::: Exercise input

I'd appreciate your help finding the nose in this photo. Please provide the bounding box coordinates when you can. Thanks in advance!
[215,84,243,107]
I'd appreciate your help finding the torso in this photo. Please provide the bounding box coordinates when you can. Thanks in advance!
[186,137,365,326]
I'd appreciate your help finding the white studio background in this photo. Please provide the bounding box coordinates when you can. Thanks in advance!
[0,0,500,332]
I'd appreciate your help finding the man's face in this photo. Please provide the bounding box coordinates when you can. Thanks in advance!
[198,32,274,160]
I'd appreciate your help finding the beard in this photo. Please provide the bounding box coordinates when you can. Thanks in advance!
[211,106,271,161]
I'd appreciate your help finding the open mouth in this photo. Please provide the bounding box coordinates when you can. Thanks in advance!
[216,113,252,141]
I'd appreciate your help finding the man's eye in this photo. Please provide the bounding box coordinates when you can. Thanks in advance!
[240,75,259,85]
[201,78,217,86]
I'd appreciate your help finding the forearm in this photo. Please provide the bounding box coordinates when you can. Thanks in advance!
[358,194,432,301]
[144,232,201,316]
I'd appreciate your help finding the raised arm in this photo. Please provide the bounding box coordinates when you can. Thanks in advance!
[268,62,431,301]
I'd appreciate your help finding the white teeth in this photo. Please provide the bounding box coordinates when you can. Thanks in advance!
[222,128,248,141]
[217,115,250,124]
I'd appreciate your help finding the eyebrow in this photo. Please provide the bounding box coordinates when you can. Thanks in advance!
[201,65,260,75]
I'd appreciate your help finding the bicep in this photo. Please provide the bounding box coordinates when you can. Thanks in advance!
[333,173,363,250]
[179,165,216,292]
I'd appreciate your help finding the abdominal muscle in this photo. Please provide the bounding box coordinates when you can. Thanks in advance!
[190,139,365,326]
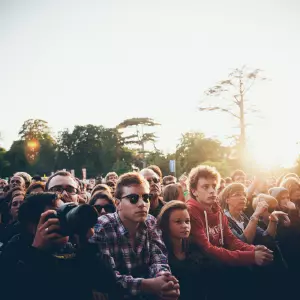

::::::

Directions for this task: Lay out every line of the data above as a numbered list, skipping any blank lines. Leave the picture out of your answer.

Correct output:
1. I'd appreciate your help finding the nose in this photo. Please provide the bounding box coordinates when you can. Thanks in advance!
2. [215,84,243,107]
3. I'd appreciate your help finding the torso in this photo. Please provide the bounding box coordinates when you can. Thanks in advance!
4. [186,137,365,326]
5. I'd appreciate your help finding the white studio background in this photo. Please provide the bounding box coordinates when you can. Thanks in advance!
6. [0,0,500,332]
7. I'd appreciate your help finding the man's face in this photo. Please provide the bounding box coordinates when you can. Thanks in advance!
8. [198,32,274,160]
9. I'd appreciate your help finding the beard in this photo. Please provide the bounding box coordinates when you can. Thanks in advance!
10. [211,106,271,161]
11. I'd appreciate your help finding the open mouth in this photo. Please provide the bounding box coordinates when you can. Thanks in advance!
12. [216,113,252,141]
13. I'd appreciate your help finding the man's eye in this photo. Please provide the bounding box coordinates when you can. Thanks in advance!
14. [240,75,259,85]
15. [201,78,217,86]
16. I'd appreciate your help finding the forearm in this photo. Please provide the bounding box coordinates when you can. Thanks in advance!
17. [358,194,432,301]
18. [144,232,201,316]
19. I'd appreciate your help finding the raised arm in this photo. Please provide the bounding box coordinates when you can. Thanks in advance!
20. [268,62,431,301]
21. I'd appreciate your help finding the white teeth in this photo. Please provide the bounding box coordinates when you can. Thanks in advance!
22. [222,128,248,141]
23. [217,115,250,124]
24. I'd appreciate your help finding the eyebrow in this photo. Please provide the bounding box coordinates when you can. Thanks in advance!
25. [201,65,260,75]
26. I'd appreciate your help finding the bicep in this photo. Please provide the bounding box coordinates when you can. Thanks in advance!
27. [333,173,363,250]
28. [179,165,216,292]
29. I'd appreciate your help finding the abdominal muscle in this photo. Please provide the bounding box coordinates when you can. Thanks in advance!
30. [190,139,365,326]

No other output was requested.